__Assignment__. Everything in the listing below except the pictures should be reproduced exactly.

__Data to examine__.
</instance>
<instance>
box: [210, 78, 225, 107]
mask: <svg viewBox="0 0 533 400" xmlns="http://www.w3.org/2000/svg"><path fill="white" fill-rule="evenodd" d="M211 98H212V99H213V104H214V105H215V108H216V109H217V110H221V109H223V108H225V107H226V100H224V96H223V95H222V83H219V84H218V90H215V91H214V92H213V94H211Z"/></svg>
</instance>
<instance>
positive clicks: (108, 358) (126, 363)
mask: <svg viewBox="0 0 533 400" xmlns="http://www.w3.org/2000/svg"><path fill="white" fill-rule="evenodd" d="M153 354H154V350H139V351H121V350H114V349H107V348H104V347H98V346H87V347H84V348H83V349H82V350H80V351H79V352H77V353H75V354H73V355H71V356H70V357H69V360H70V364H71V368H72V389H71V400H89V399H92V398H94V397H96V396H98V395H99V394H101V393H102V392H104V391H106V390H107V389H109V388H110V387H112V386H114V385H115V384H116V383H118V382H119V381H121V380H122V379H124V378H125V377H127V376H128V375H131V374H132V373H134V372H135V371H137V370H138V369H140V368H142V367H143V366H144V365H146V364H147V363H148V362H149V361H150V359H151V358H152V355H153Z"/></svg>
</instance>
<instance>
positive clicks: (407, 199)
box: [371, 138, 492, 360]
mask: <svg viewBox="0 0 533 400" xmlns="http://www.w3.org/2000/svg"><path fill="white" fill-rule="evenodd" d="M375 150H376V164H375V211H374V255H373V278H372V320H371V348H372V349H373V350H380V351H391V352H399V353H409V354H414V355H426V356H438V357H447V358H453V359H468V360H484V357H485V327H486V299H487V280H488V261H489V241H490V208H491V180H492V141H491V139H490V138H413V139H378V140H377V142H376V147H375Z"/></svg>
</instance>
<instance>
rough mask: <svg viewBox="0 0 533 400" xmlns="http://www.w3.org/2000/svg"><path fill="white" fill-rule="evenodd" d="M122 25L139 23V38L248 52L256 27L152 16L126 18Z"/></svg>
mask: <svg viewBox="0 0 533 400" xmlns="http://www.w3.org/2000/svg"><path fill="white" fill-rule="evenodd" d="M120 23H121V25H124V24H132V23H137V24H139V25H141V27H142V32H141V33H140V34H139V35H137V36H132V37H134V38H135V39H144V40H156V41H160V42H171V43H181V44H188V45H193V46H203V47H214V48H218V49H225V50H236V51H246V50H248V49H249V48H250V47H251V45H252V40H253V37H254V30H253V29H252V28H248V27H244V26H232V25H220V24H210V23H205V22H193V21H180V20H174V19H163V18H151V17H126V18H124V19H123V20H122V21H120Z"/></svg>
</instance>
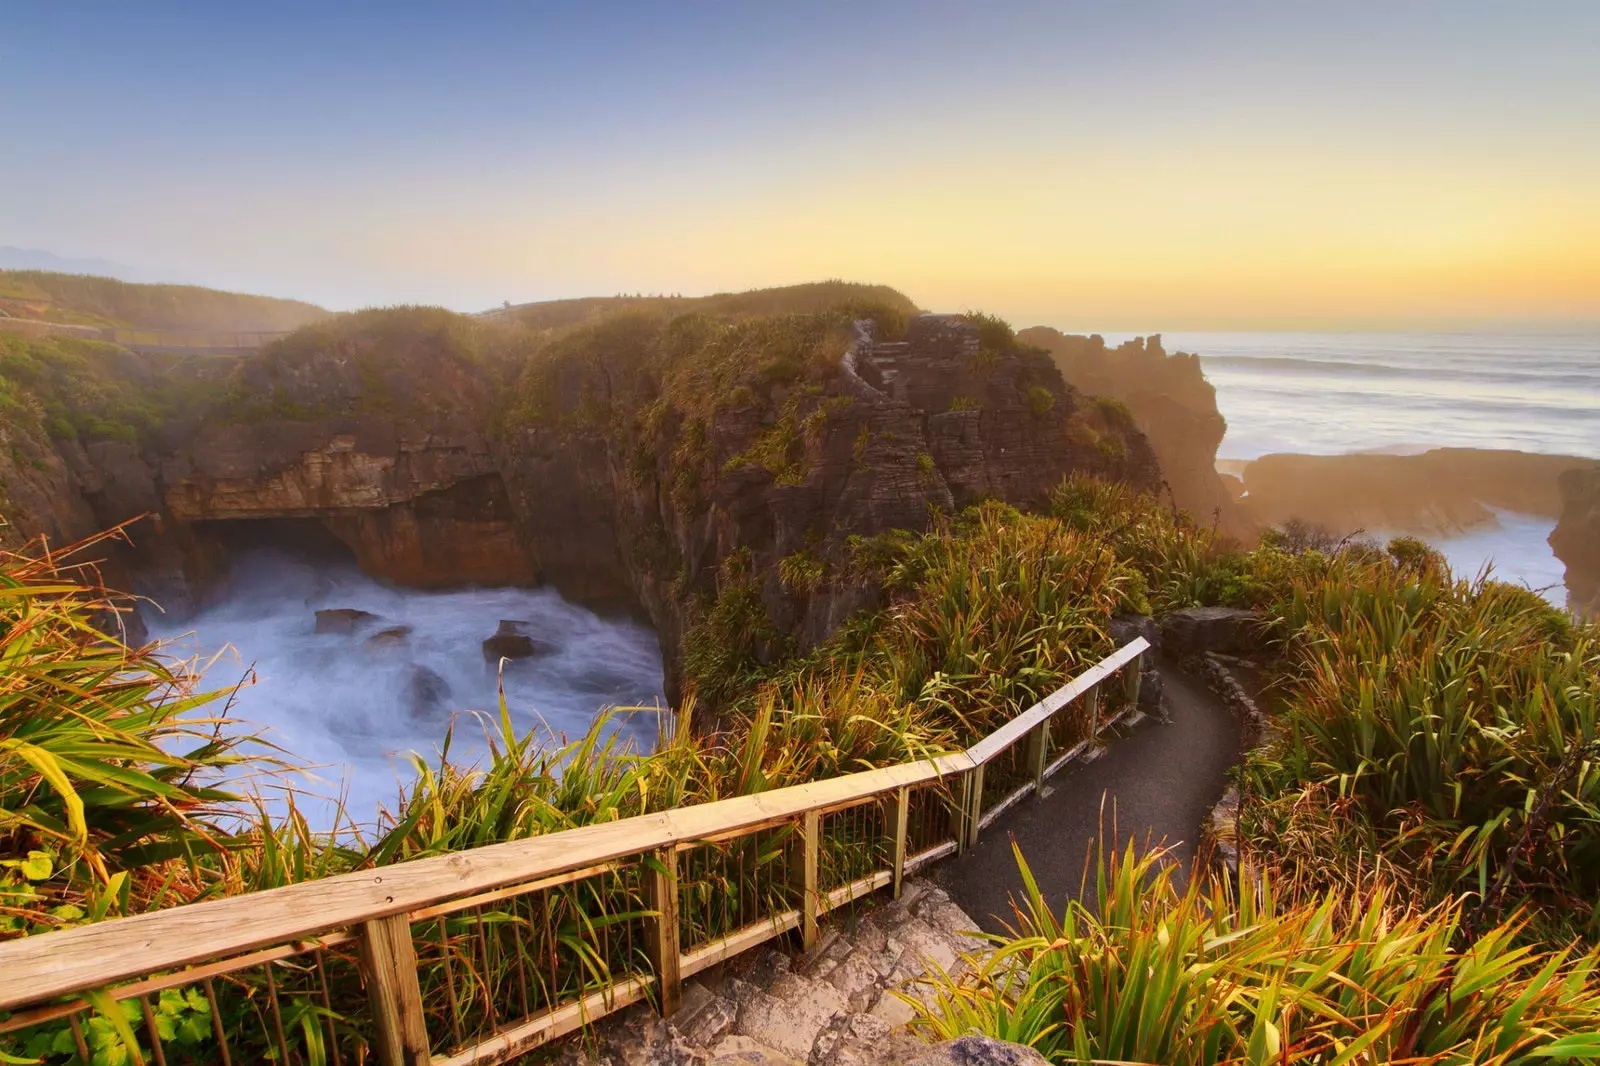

__Answer below__.
</instance>
<instance>
box: [210, 78, 225, 107]
mask: <svg viewBox="0 0 533 400" xmlns="http://www.w3.org/2000/svg"><path fill="white" fill-rule="evenodd" d="M211 98H212V99H213V104H214V105H215V108H216V109H217V110H221V109H223V108H225V107H226V100H224V96H223V95H222V83H219V84H218V90H215V91H214V92H213V94H211Z"/></svg>
</instance>
<instance>
positive clicks: (108, 358) (126, 363)
mask: <svg viewBox="0 0 533 400" xmlns="http://www.w3.org/2000/svg"><path fill="white" fill-rule="evenodd" d="M153 354H154V350H139V351H121V350H114V349H107V348H104V347H98V346H87V347H84V348H83V349H82V350H80V351H79V352H77V353H75V354H73V355H71V356H70V357H69V360H70V364H71V368H72V389H71V400H89V399H92V398H94V397H96V396H98V395H99V394H101V393H102V392H104V391H106V390H107V389H109V388H110V387H112V386H114V385H115V384H116V383H118V382H119V381H121V380H122V379H124V378H125V377H127V376H128V375H131V374H132V373H134V372H135V371H137V370H138V369H140V368H142V367H143V366H144V365H146V364H147V363H148V362H149V361H150V359H151V358H152V355H153Z"/></svg>
</instance>
<instance>
positive clicks: (407, 199)
box: [371, 138, 492, 360]
mask: <svg viewBox="0 0 533 400" xmlns="http://www.w3.org/2000/svg"><path fill="white" fill-rule="evenodd" d="M375 150H376V164H375V211H374V255H373V278H372V320H371V348H372V349H373V350H380V351H391V352H399V353H409V354H414V355H426V356H438V357H447V358H453V359H468V360H484V357H485V327H486V299H487V280H488V261H489V241H490V208H491V180H492V141H491V139H490V138H413V139H378V140H377V142H376V147H375Z"/></svg>
</instance>
<instance>
rough mask: <svg viewBox="0 0 533 400" xmlns="http://www.w3.org/2000/svg"><path fill="white" fill-rule="evenodd" d="M122 25L139 23V38L248 52L256 27L152 16L126 18Z"/></svg>
mask: <svg viewBox="0 0 533 400" xmlns="http://www.w3.org/2000/svg"><path fill="white" fill-rule="evenodd" d="M120 23H121V25H124V24H132V23H137V24H139V25H141V27H142V32H141V33H140V34H139V35H137V36H132V37H134V38H135V39H144V40H156V41H160V42H171V43H181V44H188V45H193V46H203V47H214V48H218V49H225V50H236V51H246V50H248V49H249V48H250V47H251V45H252V40H253V37H254V30H253V29H252V28H248V27H244V26H232V25H220V24H210V23H205V22H193V21H180V20H174V19H163V18H151V17H126V18H124V19H123V20H122V21H120Z"/></svg>
</instance>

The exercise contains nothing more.